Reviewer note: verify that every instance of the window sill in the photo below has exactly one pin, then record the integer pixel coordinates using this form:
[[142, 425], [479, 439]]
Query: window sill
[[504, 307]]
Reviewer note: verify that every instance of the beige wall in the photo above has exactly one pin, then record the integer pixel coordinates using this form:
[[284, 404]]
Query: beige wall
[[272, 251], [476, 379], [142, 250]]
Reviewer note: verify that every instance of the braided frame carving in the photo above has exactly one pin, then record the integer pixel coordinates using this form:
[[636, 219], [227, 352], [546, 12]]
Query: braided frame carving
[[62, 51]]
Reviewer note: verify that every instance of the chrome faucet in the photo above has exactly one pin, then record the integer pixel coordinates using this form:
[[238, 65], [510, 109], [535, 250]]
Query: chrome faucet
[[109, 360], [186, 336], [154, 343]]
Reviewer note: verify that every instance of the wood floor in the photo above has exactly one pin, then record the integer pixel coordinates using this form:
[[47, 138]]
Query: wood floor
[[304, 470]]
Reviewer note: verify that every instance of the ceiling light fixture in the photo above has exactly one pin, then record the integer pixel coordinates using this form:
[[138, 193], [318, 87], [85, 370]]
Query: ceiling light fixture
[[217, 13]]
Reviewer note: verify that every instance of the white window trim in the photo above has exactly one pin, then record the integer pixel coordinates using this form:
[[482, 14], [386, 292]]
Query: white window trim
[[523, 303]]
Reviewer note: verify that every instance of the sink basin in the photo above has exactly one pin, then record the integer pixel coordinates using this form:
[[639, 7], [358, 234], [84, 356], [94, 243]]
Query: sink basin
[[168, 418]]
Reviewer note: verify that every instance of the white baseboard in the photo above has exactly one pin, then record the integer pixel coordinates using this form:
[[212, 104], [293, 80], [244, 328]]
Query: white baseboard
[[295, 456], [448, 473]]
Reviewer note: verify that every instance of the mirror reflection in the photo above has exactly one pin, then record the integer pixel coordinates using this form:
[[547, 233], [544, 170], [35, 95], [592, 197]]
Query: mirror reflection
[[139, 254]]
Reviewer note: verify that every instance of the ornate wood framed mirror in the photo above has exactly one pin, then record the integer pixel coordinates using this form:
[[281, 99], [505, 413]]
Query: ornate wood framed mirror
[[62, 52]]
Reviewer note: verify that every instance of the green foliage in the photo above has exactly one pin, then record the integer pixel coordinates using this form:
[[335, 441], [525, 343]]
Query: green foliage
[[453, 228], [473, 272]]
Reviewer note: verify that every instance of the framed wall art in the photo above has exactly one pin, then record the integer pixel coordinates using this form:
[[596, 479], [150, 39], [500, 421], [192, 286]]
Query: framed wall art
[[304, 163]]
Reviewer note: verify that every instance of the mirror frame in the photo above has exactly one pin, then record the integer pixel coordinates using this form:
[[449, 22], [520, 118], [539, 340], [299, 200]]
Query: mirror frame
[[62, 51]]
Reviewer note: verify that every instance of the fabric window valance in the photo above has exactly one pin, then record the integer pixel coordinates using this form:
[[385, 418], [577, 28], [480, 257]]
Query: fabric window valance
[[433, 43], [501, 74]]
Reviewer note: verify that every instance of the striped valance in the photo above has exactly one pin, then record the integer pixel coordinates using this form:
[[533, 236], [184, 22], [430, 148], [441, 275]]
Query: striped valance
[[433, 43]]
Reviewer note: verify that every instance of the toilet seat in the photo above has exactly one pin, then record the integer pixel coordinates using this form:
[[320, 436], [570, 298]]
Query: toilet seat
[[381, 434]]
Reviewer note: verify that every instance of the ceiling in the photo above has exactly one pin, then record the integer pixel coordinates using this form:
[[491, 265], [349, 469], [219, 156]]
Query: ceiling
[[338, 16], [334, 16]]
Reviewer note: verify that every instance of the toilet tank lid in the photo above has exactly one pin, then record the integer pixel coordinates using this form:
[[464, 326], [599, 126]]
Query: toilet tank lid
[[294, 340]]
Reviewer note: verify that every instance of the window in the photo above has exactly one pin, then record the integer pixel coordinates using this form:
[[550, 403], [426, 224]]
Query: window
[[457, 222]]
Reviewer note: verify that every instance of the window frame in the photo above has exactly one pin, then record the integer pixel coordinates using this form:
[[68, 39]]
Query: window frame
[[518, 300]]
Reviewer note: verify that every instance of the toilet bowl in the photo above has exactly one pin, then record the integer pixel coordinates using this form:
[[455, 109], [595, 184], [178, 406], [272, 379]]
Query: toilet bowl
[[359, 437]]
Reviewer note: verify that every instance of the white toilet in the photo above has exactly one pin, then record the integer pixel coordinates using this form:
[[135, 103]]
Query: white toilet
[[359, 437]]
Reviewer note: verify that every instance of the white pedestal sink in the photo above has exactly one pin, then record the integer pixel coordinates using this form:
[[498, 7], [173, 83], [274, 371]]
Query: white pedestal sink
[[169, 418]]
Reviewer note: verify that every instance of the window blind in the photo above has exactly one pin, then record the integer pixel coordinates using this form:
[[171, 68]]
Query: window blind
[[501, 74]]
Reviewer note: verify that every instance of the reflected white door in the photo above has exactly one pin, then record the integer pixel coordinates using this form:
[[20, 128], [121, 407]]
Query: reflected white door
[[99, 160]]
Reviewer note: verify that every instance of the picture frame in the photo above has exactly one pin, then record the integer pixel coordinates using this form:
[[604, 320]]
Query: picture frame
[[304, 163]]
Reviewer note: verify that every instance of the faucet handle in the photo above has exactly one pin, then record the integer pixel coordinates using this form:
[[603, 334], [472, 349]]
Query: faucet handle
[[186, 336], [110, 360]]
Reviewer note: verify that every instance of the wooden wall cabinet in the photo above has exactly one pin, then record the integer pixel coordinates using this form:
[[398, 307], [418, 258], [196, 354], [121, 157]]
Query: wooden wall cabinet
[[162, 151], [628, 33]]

* [Task description] Output every line of the data above as a JSON array of strings, one string per line, with blank lines left out.

* [Output below]
[
  "Reviewer note: verify that every instance of the window sill in the photo below has exactly one pin, then record the integer pixel coordinates using this form:",
  "[[142, 425], [479, 439]]",
  "Query: window sill",
  "[[504, 307]]",
  "Reviewer note: verify that every instance of the beige wall in the photo above has exactly one pin, then record the integer pixel coordinates using this form:",
  "[[284, 404]]",
  "Query: beige wall",
  "[[272, 251], [476, 379], [142, 250]]",
  "Reviewer note: verify that every instance of the braided frame carving in the photo above has exactly one pin, then record the integer pixel coordinates using this form:",
  "[[636, 219], [227, 352], [546, 12]]",
  "Query: braided frame carving",
  "[[62, 51]]",
  "Reviewer note: verify that every instance of the chrome faucet in the photo above has exactly one pin, then record the integer pixel coordinates using this form:",
  "[[238, 65], [510, 109], [535, 250]]",
  "Query: chrome faucet",
  "[[109, 360], [186, 336], [154, 343]]",
  "Reviewer note: verify that every instance of the wood floor in the photo above has exactly one pin, then record the integer pixel coordinates using this form:",
  "[[47, 138]]",
  "Query: wood floor",
  "[[304, 470]]",
  "Reviewer note: verify that every instance of the ceiling light fixture in the photo above has exactly one pin, then record the integer pixel coordinates using this form:",
  "[[138, 193], [318, 87], [85, 370]]",
  "Query: ceiling light fixture",
  "[[217, 13]]",
  "Reviewer note: verify that every instance of the white window trim in the photo above has exactly one pin, then record the integer pixel coordinates using this form:",
  "[[482, 14], [386, 292]]",
  "Query: white window trim",
  "[[523, 303]]",
  "Reviewer note: verify that every instance of the sink basin in the photo above has exactly one pin, then record the integer pixel coordinates using this form:",
  "[[639, 7], [358, 234], [84, 356], [94, 243]]",
  "Query: sink basin",
  "[[168, 418]]",
  "Reviewer note: verify that every instance of the white baseboard in the photo above has exactly one pin, then record the integer pixel coordinates using this form:",
  "[[212, 104], [293, 80], [244, 328]]",
  "Query: white baseboard",
  "[[295, 456], [448, 473]]",
  "Reviewer note: verify that every instance of the mirror reflection in the photo above has exactly one pin, then record the integer pixel coordinates using this form:",
  "[[547, 233], [544, 170], [35, 95], [592, 197]]",
  "Query: mirror reflection",
  "[[139, 254]]",
  "Reviewer note: verify that every instance of the ornate wood framed mirror in the photo above has exactly one pin, then record the integer pixel coordinates using this form:",
  "[[281, 99], [505, 413]]",
  "Query: ornate wood framed mirror",
  "[[62, 52]]",
  "Reviewer note: verify that every instance of the green foliage in the photo above has exactly one pin, then record the integer pixel coordinates using this form:",
  "[[335, 441], [525, 343]]",
  "Query: green foliage",
  "[[453, 228], [473, 272]]",
  "Reviewer note: verify that every instance of the framed wall art in the photo above has exactly one pin, then record the integer pixel coordinates using this form:",
  "[[596, 479], [150, 39], [500, 421], [192, 286]]",
  "Query: framed wall art",
  "[[304, 163]]",
  "Reviewer note: verify that every instance of the mirror frame in the photo above has exactly one pin, then record the integer pixel coordinates using this form:",
  "[[449, 22], [520, 118], [539, 340], [299, 200]]",
  "Query: mirror frame",
  "[[62, 51]]",
  "Reviewer note: verify that every instance of the fabric window valance in the photo above has exactly one pin, then record the integer pixel coordinates using this form:",
  "[[385, 418], [577, 28], [480, 257]]",
  "Query: fabric window valance",
  "[[433, 43], [501, 74]]",
  "Reviewer note: verify that every instance of the striped valance in the photo above has exactly one pin, then record the integer pixel coordinates using this form:",
  "[[533, 236], [184, 22], [430, 148], [441, 275]]",
  "Query: striped valance",
  "[[433, 43]]",
  "Reviewer note: verify that every instance of the toilet seat in the photo above has exactly one pin, then record the integer pixel coordinates using this form:",
  "[[320, 436], [570, 298]]",
  "Query: toilet seat",
  "[[381, 434]]",
  "Reviewer note: verify that every instance of the ceiling in the photo above has exactly one pin, then record the integer pixel coordinates using this form:",
  "[[491, 265], [349, 469], [219, 156]]",
  "Query: ceiling",
  "[[338, 16], [334, 16]]",
  "Reviewer note: verify that every instance of the toilet tank lid in the photo above has exactly one pin, then record the integer pixel coordinates using this form:",
  "[[464, 326], [599, 126]]",
  "Query: toilet tank lid",
  "[[294, 340]]",
  "Reviewer note: verify that every instance of the window in the photo above has exactly one pin, then record the integer pixel coordinates using this form:",
  "[[550, 403], [426, 224]]",
  "Query: window",
  "[[457, 222]]",
  "Reviewer note: verify that every instance of the window frame in the photo above has exactly one pin, then record the integer pixel coordinates using this form:",
  "[[68, 39]]",
  "Query: window frame",
  "[[518, 300]]",
  "Reviewer note: verify that every instance of the toilet bowl in the photo above has exactly one pin, then record the integer pixel coordinates using this form:",
  "[[455, 109], [595, 184], [178, 406], [272, 379]]",
  "Query: toilet bowl",
  "[[359, 437]]",
  "Reviewer note: verify that every instance of the white toilet in the photo above has exactly one pin, then record the integer pixel coordinates using this form:",
  "[[135, 103]]",
  "Query: white toilet",
  "[[359, 437]]",
  "Reviewer note: verify that every instance of the white pedestal sink in the photo above has exactly one pin, then record the integer pixel coordinates using this form:",
  "[[498, 7], [173, 83], [274, 371]]",
  "Query: white pedestal sink",
  "[[169, 418]]",
  "Reviewer note: verify that every instance of the window blind in the photo above has exactly one pin, then record the integer pixel coordinates using this form:",
  "[[171, 68]]",
  "Query: window blind",
  "[[501, 74]]",
  "Reviewer note: verify that every instance of the reflected white door in the photo above has exactly one pin, then record the integer pixel coordinates using this form:",
  "[[20, 128], [121, 407]]",
  "Query: reflected white door",
  "[[99, 160]]",
  "Reviewer note: verify that every instance of the picture frame in the photo above has exactly one pin, then record the integer pixel coordinates using this form:",
  "[[604, 320]]",
  "Query: picture frame",
  "[[304, 163]]",
  "Reviewer note: verify that every instance of the faucet handle in the photo above has exactly one pin, then record the integer pixel coordinates using this form:",
  "[[603, 334], [472, 349]]",
  "Query: faucet handle",
  "[[186, 336], [110, 360]]",
  "Reviewer note: verify that every instance of the wooden wall cabinet in the photo above has exactly one pin, then record the integer pixel coordinates using this form:",
  "[[398, 307], [418, 258], [196, 354], [121, 157]]",
  "Query: wooden wall cabinet",
  "[[162, 151], [628, 33]]"
]